■ PROBLEM DESCRIPTION ■
Render every line of the records as a Markdown table with two columns, Row and Line. Number the rows in order and leave out blank lines.

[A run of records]
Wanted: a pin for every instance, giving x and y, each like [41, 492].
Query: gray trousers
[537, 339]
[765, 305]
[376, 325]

■ SOLUTION TO THIS TASK ■
| Row | Line |
|---|---|
| 1 | Wanted: a pin for every instance, giving x and y, each like [41, 492]. |
| 2 | Query: gray trousers |
| 3 | [537, 339] |
| 4 | [765, 305] |
| 5 | [376, 325] |